Return, character for character, the lines of the material below from the line containing "Kindly outline every instance of the roller" through the last line of the material, including both.

Data listing:
[BEGIN]

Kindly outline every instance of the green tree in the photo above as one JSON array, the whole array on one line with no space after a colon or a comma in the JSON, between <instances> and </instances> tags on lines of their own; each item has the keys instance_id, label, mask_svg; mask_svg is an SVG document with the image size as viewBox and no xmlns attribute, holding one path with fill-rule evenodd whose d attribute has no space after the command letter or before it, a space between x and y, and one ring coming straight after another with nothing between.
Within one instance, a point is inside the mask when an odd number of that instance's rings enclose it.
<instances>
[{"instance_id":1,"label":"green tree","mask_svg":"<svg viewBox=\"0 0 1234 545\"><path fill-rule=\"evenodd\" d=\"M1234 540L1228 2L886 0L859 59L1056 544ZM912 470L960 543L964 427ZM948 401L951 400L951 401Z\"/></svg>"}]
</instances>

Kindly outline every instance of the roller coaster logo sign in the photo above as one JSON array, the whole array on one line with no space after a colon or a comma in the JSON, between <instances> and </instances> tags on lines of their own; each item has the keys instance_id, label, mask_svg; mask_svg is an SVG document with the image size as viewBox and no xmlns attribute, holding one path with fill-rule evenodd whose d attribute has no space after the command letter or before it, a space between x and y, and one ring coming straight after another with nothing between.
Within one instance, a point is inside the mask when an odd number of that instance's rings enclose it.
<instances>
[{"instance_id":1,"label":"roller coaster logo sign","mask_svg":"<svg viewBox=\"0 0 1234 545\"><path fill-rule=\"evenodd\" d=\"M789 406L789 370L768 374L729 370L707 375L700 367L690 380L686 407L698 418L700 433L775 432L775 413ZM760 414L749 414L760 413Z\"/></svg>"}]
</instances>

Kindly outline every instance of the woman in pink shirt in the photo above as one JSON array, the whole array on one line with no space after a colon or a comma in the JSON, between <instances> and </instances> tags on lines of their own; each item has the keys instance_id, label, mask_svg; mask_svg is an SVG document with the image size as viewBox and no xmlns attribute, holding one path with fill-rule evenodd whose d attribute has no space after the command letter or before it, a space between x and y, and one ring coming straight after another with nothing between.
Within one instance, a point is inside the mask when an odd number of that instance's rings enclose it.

[END]

SOLVED PROBLEM:
Kindly outline every instance of the roller coaster logo sign in the photo above as one JSON array, the whole array on one line with no space after a colon or a comma in the JSON, between <instances> and </instances> tags on lines of their own; each item has the keys instance_id, label, mask_svg; mask_svg is an SVG document with the image size as viewBox and no xmlns attribute, holding one path with fill-rule evenodd whose d attribute has no space after the command letter or before it, a space between x and y, and one ring coming straight after another with nothing between.
Within one instance, a point is inside the mask when an odd number of that instance's rings enclose it.
<instances>
[{"instance_id":1,"label":"roller coaster logo sign","mask_svg":"<svg viewBox=\"0 0 1234 545\"><path fill-rule=\"evenodd\" d=\"M789 406L789 370L768 374L729 370L707 375L700 367L690 380L686 407L698 418L700 433L775 432L775 413ZM760 414L749 414L760 413Z\"/></svg>"}]
</instances>

Kindly outline every instance of the woman in pink shirt in the photo above as one JSON array, the whole array on one line with no space after a colon or a comma in the JSON, between <instances> and </instances> tags on lines of their own; each item has the keys instance_id, label, mask_svg; mask_svg is an SVG document with the image size as viewBox and no xmlns attribute, holding one path with fill-rule evenodd whose d attribute has no space after the command letter or before it, a space between x and y, and one ring coming straight after another with nothing between.
Within one instance, a point is inside the mask when an odd number of that instance's rings enclose it.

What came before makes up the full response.